» Work to do
Emit only the lines from the line containing "Guideline: for every instance of the man, the" through the last line of the entries, unchanged.
>> start
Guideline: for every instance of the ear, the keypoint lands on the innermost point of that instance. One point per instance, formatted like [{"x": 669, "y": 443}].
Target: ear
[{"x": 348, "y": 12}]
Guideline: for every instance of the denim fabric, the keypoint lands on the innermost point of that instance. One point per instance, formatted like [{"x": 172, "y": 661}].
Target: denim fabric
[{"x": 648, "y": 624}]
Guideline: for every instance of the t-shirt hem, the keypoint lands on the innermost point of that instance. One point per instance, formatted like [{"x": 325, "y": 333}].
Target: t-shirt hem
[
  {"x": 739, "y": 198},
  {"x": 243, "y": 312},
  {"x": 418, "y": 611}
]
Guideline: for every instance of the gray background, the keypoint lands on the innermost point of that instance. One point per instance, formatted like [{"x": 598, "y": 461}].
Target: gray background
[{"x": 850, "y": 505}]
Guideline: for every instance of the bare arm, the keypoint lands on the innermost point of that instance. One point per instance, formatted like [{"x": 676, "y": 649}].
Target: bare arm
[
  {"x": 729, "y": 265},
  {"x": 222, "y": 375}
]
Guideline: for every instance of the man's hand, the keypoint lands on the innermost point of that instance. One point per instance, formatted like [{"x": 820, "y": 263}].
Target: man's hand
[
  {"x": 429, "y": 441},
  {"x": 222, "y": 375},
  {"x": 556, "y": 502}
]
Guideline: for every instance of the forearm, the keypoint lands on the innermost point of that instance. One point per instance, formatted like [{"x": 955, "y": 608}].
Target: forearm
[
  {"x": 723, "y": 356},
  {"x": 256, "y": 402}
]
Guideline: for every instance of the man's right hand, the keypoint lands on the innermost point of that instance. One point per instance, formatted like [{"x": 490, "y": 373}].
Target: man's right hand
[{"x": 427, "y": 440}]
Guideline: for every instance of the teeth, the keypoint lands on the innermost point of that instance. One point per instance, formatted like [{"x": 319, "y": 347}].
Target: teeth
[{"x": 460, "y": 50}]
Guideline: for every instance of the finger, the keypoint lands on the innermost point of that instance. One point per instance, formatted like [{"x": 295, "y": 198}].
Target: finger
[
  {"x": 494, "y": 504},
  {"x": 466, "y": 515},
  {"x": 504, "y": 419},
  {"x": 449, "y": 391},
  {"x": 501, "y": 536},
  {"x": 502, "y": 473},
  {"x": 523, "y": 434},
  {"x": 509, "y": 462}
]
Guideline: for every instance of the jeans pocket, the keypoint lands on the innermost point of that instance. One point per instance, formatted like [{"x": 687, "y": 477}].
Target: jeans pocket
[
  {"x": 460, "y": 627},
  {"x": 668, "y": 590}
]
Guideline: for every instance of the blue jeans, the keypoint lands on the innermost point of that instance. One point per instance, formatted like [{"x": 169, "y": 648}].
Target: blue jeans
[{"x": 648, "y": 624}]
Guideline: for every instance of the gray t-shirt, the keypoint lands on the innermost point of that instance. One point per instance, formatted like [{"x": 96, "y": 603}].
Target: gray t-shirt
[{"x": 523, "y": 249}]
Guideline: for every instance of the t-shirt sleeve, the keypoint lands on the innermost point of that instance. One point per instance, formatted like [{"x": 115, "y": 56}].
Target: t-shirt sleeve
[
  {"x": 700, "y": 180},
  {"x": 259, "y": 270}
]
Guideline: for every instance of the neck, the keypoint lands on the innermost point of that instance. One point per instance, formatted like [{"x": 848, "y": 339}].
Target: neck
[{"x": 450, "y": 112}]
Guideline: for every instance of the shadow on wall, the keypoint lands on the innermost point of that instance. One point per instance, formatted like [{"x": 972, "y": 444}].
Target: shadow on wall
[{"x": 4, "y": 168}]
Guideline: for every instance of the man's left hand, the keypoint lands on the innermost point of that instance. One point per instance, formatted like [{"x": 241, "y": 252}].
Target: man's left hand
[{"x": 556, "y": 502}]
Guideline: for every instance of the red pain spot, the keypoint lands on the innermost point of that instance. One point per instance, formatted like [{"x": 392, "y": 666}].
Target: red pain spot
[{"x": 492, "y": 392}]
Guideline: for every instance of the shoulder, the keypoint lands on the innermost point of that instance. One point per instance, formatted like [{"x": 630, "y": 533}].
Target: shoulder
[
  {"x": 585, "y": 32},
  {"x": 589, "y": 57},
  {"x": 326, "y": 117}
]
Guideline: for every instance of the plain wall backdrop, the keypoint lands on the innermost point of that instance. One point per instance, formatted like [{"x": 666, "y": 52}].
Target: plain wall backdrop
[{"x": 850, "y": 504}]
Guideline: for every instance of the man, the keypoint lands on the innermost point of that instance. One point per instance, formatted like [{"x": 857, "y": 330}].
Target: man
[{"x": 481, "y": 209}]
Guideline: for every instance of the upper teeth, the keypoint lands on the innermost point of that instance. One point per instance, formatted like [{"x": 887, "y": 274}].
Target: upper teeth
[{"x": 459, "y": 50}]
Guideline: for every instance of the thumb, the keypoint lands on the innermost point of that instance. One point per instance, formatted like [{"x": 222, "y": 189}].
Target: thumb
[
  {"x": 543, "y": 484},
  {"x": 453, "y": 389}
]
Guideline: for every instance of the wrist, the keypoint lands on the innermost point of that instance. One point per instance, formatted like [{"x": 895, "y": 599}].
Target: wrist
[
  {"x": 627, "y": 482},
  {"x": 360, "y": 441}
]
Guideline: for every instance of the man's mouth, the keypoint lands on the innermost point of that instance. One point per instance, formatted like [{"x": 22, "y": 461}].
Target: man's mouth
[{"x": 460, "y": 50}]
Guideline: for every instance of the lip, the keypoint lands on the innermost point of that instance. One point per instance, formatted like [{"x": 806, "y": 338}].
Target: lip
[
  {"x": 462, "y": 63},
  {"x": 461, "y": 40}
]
>> end
» Answer to this task
Guideline: for every instance of the man, the keypoint lands on the innermost point of that instance. One point per instance, formatted like [{"x": 857, "y": 330}].
Target: man
[{"x": 481, "y": 209}]
Guideline: for every instance of the upper teeth, the keypoint lands on the innermost point of that instance. One point per instance, formatted like [{"x": 887, "y": 274}].
Target: upper teeth
[{"x": 459, "y": 50}]
Guideline: for every instance of the thumb, the keypoint lands on the innermost point of that instance. One point per instance, formatted like [{"x": 222, "y": 189}].
Target: thumb
[
  {"x": 543, "y": 484},
  {"x": 453, "y": 389}
]
Guideline: for every instance of the wrist, the keypoint lands on the innermost point of that instance. One point per instance, formatted like [{"x": 895, "y": 599}].
Target: wrist
[
  {"x": 627, "y": 482},
  {"x": 360, "y": 441}
]
Guideline: for every instance of the man's mouth, the keypoint lands on the innermost point of that instance. One point per instance, formatted like [{"x": 22, "y": 461}].
Target: man's mouth
[{"x": 460, "y": 50}]
Guideline: for every instance of the lip, the keypoint lands on the innermost point of that instance. One point per instance, formatted like [{"x": 806, "y": 338}].
Target: lip
[
  {"x": 462, "y": 63},
  {"x": 461, "y": 40}
]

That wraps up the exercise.